→ WORK INSTRUCTION: Which lines in the records below contain the word "stack"? Copy each of them.
*** Opening of MATERIAL TO PROCESS ***
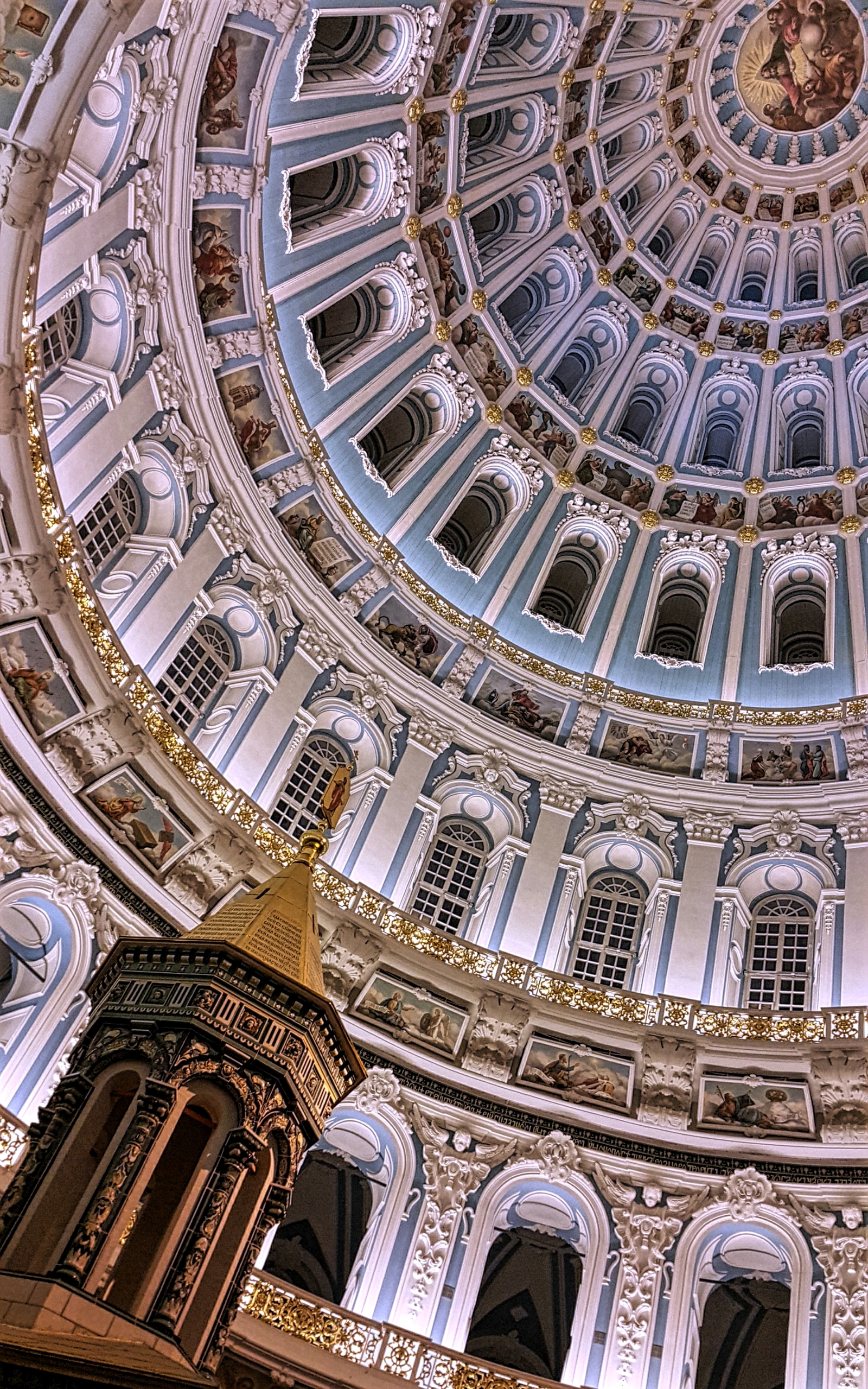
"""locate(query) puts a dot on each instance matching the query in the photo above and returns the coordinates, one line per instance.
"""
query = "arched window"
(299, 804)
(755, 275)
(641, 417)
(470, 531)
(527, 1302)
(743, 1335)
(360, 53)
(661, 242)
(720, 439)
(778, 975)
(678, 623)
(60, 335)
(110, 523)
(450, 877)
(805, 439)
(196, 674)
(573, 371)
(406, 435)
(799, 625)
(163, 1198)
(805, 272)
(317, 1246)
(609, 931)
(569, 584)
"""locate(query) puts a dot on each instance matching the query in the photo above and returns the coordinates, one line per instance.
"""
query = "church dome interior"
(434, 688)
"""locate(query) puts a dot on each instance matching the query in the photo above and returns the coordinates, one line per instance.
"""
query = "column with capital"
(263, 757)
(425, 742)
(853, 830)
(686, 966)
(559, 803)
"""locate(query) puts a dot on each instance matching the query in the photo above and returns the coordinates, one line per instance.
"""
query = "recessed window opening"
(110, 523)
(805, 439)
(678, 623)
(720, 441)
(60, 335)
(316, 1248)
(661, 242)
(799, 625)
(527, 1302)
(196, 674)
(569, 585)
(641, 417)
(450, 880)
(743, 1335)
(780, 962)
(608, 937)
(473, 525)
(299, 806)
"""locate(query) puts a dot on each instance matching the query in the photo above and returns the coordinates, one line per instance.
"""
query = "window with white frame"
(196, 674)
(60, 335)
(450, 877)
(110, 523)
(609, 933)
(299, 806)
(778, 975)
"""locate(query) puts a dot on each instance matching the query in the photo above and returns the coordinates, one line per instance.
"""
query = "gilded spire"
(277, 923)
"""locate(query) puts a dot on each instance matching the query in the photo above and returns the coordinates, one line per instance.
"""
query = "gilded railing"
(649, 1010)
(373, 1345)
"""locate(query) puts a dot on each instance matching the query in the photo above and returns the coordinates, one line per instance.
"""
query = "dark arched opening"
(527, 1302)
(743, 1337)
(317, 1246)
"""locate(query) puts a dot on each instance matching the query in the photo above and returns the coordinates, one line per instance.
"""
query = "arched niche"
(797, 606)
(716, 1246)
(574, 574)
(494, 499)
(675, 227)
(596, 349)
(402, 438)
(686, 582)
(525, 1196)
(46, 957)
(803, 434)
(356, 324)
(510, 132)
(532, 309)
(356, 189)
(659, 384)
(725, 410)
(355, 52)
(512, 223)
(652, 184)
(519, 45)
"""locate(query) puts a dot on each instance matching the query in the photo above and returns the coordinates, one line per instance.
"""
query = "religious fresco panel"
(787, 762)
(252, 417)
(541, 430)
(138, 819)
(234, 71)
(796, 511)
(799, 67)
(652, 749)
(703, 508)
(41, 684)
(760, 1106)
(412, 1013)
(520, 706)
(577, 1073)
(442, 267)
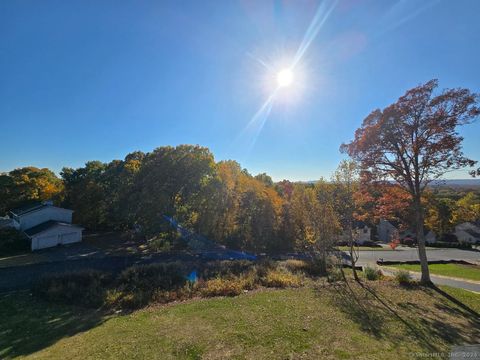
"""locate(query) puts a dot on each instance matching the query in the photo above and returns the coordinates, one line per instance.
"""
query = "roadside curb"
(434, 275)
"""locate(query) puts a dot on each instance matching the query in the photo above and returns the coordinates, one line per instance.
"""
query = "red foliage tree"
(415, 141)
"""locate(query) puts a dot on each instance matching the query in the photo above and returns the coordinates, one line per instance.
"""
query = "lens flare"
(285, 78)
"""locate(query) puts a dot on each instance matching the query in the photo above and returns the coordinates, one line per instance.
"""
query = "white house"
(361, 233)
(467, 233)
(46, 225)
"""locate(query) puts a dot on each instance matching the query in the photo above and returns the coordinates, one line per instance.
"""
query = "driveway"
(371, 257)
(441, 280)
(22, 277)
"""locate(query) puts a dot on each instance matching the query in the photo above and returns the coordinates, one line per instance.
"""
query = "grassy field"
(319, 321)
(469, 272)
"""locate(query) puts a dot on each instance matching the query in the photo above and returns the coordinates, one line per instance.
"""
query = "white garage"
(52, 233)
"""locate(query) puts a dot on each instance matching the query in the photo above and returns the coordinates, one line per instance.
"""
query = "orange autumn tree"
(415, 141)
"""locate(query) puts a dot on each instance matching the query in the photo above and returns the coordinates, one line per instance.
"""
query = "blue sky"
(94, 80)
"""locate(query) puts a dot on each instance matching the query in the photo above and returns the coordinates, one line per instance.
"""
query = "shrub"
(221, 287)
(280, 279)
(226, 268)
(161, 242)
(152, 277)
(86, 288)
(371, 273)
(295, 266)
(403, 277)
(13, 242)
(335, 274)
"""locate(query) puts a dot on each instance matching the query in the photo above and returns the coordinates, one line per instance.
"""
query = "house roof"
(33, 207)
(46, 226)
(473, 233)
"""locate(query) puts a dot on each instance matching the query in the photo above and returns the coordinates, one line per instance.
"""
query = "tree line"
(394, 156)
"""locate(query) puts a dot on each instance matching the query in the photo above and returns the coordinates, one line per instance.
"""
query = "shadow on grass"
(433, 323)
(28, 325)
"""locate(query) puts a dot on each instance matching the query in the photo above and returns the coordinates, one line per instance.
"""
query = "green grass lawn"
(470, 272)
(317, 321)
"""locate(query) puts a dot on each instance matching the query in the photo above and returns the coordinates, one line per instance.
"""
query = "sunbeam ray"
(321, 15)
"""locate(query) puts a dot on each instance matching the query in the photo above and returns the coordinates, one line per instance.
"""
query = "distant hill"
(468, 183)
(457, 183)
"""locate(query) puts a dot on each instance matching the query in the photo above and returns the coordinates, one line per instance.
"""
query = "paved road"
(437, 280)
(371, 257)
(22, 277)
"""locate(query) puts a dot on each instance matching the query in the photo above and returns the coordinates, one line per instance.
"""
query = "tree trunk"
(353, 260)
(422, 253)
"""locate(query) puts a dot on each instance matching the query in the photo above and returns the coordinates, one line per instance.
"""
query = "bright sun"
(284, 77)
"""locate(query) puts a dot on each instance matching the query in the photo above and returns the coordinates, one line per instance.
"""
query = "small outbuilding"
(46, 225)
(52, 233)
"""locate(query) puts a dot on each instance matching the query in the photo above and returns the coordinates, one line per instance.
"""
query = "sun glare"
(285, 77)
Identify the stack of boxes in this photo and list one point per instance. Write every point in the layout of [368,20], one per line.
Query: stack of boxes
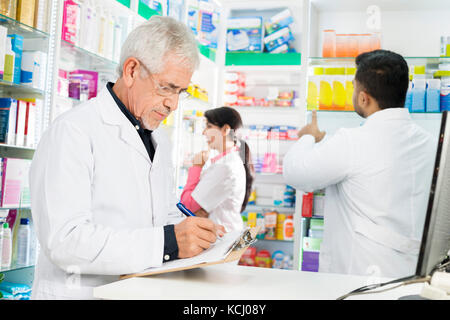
*** Close of MATERIAL TO PROCESS ***
→ EXPECTED ANSWER:
Identify the stack of boxes in this photo and list one point per instance. Write every point in the layout of [368,20], one per line.
Query: stack of boxes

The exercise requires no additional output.